SHORT PROBLEM:
Every line from the one with "Please drop a marker on the black" through the end of the records below should be restated word for word, and nothing outside that span.

(Point labeling examples)
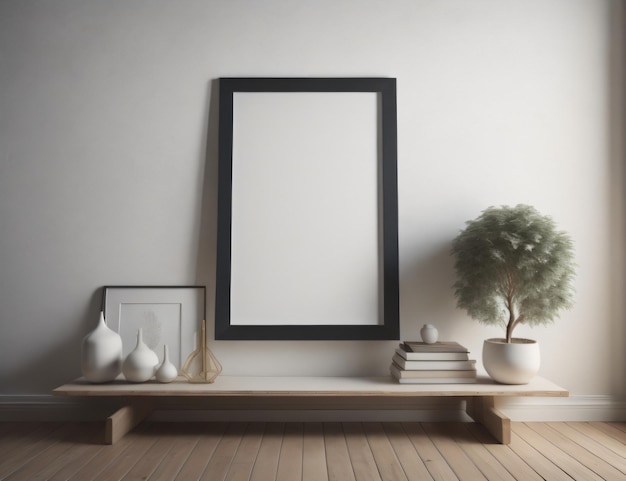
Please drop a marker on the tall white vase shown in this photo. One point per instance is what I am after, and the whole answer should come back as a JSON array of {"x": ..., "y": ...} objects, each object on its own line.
[
  {"x": 516, "y": 362},
  {"x": 141, "y": 363},
  {"x": 429, "y": 334},
  {"x": 101, "y": 354},
  {"x": 166, "y": 372}
]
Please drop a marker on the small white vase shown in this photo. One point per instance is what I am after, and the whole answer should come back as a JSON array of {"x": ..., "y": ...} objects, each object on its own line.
[
  {"x": 516, "y": 362},
  {"x": 101, "y": 354},
  {"x": 166, "y": 372},
  {"x": 140, "y": 364},
  {"x": 429, "y": 334}
]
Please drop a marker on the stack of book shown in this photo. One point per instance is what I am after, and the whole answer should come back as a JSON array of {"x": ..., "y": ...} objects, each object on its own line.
[{"x": 438, "y": 363}]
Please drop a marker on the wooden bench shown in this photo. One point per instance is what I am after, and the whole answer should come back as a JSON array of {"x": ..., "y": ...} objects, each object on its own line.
[{"x": 347, "y": 393}]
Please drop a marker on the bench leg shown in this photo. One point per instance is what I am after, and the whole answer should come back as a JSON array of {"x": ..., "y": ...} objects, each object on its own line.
[
  {"x": 123, "y": 420},
  {"x": 482, "y": 409}
]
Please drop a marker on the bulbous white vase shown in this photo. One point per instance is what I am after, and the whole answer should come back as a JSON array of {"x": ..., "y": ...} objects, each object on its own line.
[
  {"x": 140, "y": 364},
  {"x": 429, "y": 334},
  {"x": 101, "y": 354},
  {"x": 166, "y": 372},
  {"x": 516, "y": 362}
]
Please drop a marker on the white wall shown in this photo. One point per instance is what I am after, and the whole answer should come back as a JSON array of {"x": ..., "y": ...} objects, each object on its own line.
[{"x": 107, "y": 174}]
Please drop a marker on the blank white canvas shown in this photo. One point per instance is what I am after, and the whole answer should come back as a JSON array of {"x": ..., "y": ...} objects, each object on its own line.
[{"x": 305, "y": 209}]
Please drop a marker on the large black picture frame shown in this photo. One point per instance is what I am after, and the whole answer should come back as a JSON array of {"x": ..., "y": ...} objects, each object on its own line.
[{"x": 387, "y": 212}]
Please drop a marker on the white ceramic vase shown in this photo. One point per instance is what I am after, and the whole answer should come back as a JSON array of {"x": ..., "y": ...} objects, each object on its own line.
[
  {"x": 429, "y": 334},
  {"x": 166, "y": 372},
  {"x": 101, "y": 354},
  {"x": 516, "y": 362},
  {"x": 141, "y": 363}
]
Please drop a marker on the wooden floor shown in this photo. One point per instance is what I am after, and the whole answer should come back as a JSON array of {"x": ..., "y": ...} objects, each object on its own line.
[{"x": 314, "y": 451}]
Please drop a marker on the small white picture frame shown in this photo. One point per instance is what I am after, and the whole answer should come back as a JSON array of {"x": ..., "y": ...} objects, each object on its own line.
[{"x": 169, "y": 315}]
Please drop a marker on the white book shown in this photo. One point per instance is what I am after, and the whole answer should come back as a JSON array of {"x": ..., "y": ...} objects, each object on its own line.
[
  {"x": 451, "y": 380},
  {"x": 434, "y": 365},
  {"x": 432, "y": 356}
]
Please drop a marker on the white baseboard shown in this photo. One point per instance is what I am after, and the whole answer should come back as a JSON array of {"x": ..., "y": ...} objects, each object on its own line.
[{"x": 573, "y": 408}]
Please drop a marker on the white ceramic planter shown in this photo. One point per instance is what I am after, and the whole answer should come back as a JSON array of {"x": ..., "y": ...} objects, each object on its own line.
[
  {"x": 166, "y": 372},
  {"x": 516, "y": 362},
  {"x": 101, "y": 354},
  {"x": 141, "y": 363},
  {"x": 429, "y": 334}
]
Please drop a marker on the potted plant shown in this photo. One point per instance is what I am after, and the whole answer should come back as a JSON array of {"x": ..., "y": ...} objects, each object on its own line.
[{"x": 513, "y": 267}]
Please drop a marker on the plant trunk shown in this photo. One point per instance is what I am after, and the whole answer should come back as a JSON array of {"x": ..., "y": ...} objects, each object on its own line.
[{"x": 510, "y": 326}]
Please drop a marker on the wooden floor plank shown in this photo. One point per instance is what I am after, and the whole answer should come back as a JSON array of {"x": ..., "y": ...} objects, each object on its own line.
[
  {"x": 166, "y": 434},
  {"x": 535, "y": 458},
  {"x": 508, "y": 458},
  {"x": 141, "y": 442},
  {"x": 436, "y": 464},
  {"x": 533, "y": 434},
  {"x": 266, "y": 465},
  {"x": 105, "y": 455},
  {"x": 337, "y": 455},
  {"x": 209, "y": 438},
  {"x": 389, "y": 465},
  {"x": 314, "y": 451},
  {"x": 314, "y": 461},
  {"x": 247, "y": 453},
  {"x": 620, "y": 426},
  {"x": 183, "y": 444},
  {"x": 598, "y": 438},
  {"x": 224, "y": 453},
  {"x": 412, "y": 464},
  {"x": 611, "y": 430},
  {"x": 22, "y": 439},
  {"x": 51, "y": 459},
  {"x": 29, "y": 450},
  {"x": 363, "y": 463},
  {"x": 441, "y": 435},
  {"x": 482, "y": 458},
  {"x": 290, "y": 459},
  {"x": 585, "y": 449}
]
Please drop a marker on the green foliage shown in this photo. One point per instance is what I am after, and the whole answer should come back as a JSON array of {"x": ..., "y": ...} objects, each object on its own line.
[{"x": 513, "y": 267}]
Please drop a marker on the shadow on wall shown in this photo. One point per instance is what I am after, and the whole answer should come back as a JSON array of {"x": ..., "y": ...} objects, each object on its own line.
[
  {"x": 426, "y": 292},
  {"x": 617, "y": 201},
  {"x": 60, "y": 363},
  {"x": 207, "y": 246}
]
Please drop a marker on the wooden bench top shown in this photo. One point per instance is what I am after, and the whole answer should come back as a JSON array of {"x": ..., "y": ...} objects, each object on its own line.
[{"x": 309, "y": 387}]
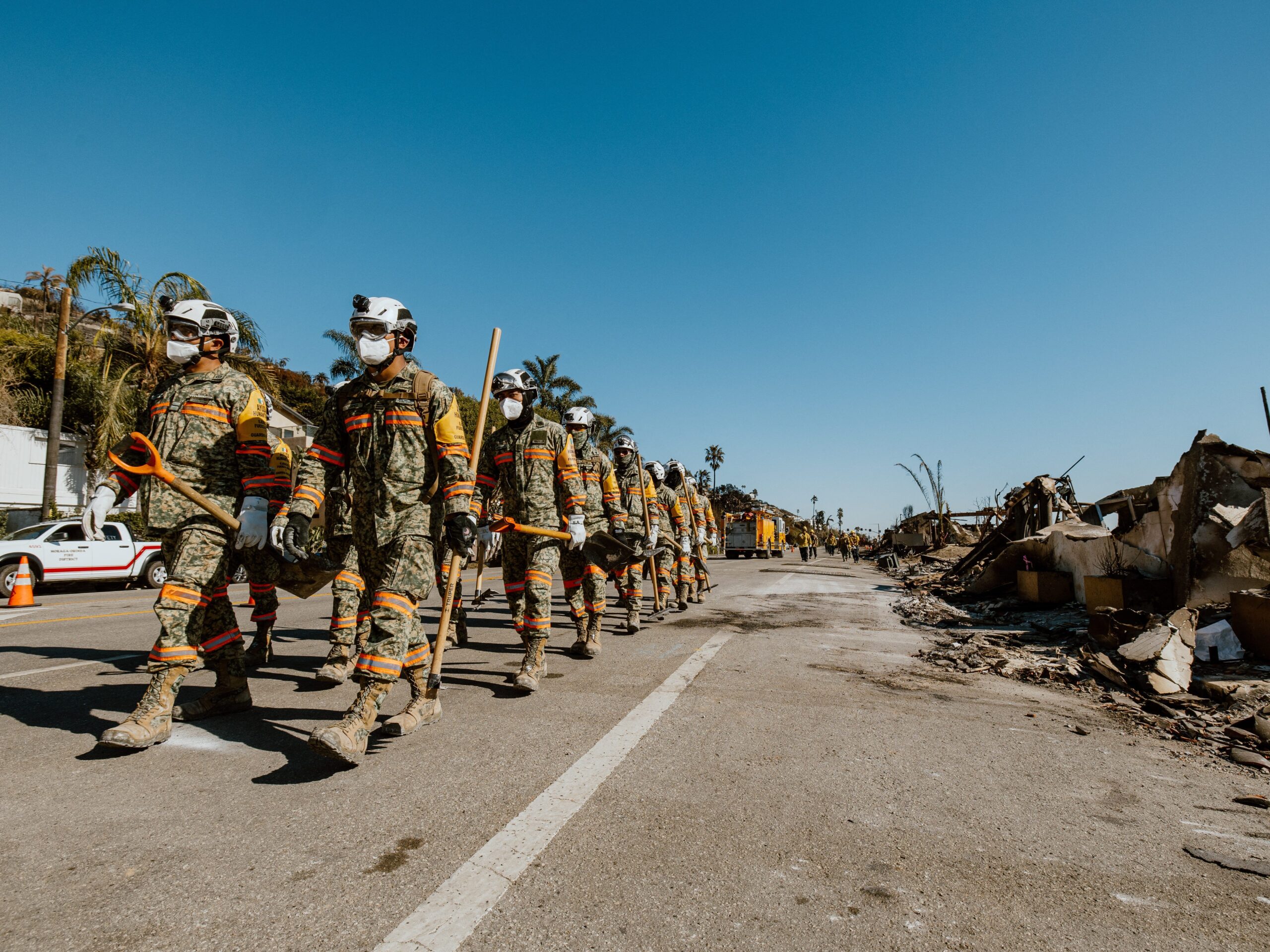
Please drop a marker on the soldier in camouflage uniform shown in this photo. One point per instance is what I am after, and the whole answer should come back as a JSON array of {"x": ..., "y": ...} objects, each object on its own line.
[
  {"x": 351, "y": 602},
  {"x": 264, "y": 595},
  {"x": 457, "y": 627},
  {"x": 584, "y": 582},
  {"x": 704, "y": 516},
  {"x": 397, "y": 433},
  {"x": 685, "y": 573},
  {"x": 671, "y": 526},
  {"x": 532, "y": 464},
  {"x": 636, "y": 492},
  {"x": 209, "y": 424}
]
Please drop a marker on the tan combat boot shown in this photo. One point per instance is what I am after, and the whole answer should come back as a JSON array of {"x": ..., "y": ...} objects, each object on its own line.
[
  {"x": 593, "y": 627},
  {"x": 151, "y": 721},
  {"x": 230, "y": 694},
  {"x": 338, "y": 665},
  {"x": 534, "y": 665},
  {"x": 347, "y": 740},
  {"x": 262, "y": 647},
  {"x": 420, "y": 710},
  {"x": 579, "y": 644}
]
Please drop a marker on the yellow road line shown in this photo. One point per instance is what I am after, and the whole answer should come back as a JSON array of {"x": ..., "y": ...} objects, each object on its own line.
[{"x": 76, "y": 619}]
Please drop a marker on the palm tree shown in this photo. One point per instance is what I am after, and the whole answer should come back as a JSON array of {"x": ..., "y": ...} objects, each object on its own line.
[
  {"x": 49, "y": 281},
  {"x": 135, "y": 347},
  {"x": 557, "y": 391},
  {"x": 606, "y": 431},
  {"x": 348, "y": 363},
  {"x": 714, "y": 460},
  {"x": 935, "y": 477}
]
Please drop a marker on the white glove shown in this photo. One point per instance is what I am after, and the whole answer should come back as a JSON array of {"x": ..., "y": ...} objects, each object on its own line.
[
  {"x": 577, "y": 531},
  {"x": 276, "y": 535},
  {"x": 253, "y": 524},
  {"x": 96, "y": 512}
]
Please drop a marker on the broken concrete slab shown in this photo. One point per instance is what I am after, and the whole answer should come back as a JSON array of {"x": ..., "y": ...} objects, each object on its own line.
[{"x": 1218, "y": 643}]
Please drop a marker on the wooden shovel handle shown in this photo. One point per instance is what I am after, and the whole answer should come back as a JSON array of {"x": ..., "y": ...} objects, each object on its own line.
[
  {"x": 153, "y": 466},
  {"x": 506, "y": 525}
]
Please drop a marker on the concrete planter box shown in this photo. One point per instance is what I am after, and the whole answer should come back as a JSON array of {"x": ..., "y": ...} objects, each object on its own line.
[
  {"x": 1044, "y": 587},
  {"x": 1250, "y": 617},
  {"x": 1142, "y": 595}
]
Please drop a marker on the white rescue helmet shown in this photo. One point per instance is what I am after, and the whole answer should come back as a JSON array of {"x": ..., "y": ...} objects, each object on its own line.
[
  {"x": 379, "y": 316},
  {"x": 578, "y": 416},
  {"x": 515, "y": 379},
  {"x": 200, "y": 319}
]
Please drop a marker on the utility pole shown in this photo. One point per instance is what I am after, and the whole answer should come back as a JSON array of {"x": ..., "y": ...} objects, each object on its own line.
[{"x": 55, "y": 409}]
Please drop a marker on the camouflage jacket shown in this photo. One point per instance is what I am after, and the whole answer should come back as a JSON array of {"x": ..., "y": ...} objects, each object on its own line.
[
  {"x": 534, "y": 468},
  {"x": 670, "y": 512},
  {"x": 281, "y": 461},
  {"x": 604, "y": 499},
  {"x": 211, "y": 431},
  {"x": 638, "y": 490},
  {"x": 374, "y": 436}
]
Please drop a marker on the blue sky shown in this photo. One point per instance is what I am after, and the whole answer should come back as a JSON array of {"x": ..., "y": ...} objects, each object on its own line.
[{"x": 825, "y": 237}]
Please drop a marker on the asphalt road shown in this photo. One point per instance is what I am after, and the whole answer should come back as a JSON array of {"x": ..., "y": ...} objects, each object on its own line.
[{"x": 802, "y": 783}]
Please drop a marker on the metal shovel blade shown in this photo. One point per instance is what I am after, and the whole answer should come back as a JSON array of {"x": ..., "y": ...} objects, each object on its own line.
[{"x": 609, "y": 552}]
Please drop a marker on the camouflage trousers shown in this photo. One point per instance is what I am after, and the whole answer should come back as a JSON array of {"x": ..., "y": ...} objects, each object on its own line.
[
  {"x": 586, "y": 586},
  {"x": 631, "y": 583},
  {"x": 194, "y": 613},
  {"x": 667, "y": 565},
  {"x": 351, "y": 604},
  {"x": 529, "y": 564},
  {"x": 259, "y": 573},
  {"x": 399, "y": 577}
]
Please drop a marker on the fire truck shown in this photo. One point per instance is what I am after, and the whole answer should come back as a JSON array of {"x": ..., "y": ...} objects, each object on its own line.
[{"x": 754, "y": 532}]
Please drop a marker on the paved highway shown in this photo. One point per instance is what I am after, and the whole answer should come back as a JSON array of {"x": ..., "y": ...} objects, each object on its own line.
[{"x": 770, "y": 771}]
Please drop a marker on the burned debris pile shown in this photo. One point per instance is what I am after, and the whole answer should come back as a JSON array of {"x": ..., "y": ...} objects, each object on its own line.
[{"x": 1165, "y": 615}]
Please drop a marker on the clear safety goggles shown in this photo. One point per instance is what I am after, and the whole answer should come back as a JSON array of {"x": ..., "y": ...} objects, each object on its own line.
[
  {"x": 370, "y": 328},
  {"x": 183, "y": 330}
]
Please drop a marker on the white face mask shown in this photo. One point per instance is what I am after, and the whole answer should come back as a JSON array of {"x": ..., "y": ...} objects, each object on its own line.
[
  {"x": 374, "y": 352},
  {"x": 182, "y": 352}
]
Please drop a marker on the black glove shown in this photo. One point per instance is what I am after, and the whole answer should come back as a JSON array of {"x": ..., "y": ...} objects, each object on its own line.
[
  {"x": 295, "y": 537},
  {"x": 461, "y": 532}
]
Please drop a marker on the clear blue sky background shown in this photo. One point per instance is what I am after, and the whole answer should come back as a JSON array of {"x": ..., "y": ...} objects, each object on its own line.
[{"x": 822, "y": 235}]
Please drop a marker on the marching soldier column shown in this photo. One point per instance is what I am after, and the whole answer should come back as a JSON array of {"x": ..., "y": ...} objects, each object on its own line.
[{"x": 393, "y": 466}]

SOLUTION FOR THIS EXERCISE:
Please drop a marker on the black glove shown in this photo. One point per instance is what I am after, and the whole answer should come back as a JSON array of {"x": ..., "y": ...} objects, each object on its own line.
[
  {"x": 295, "y": 537},
  {"x": 461, "y": 532}
]
Please drop a marker on the clear blue sky background shown in this photo. One point per instance is what I am after, and the whole answer should come back as a JSON array of {"x": ..., "y": ...} objects, each object on its own line.
[{"x": 822, "y": 235}]
Please drop a marker on the marching soldier column shown in this photo. One point per instance is what I am after, and the whole answer should come back as a JSON array of {"x": ..., "y": ...} objects, each object on its own line.
[{"x": 393, "y": 466}]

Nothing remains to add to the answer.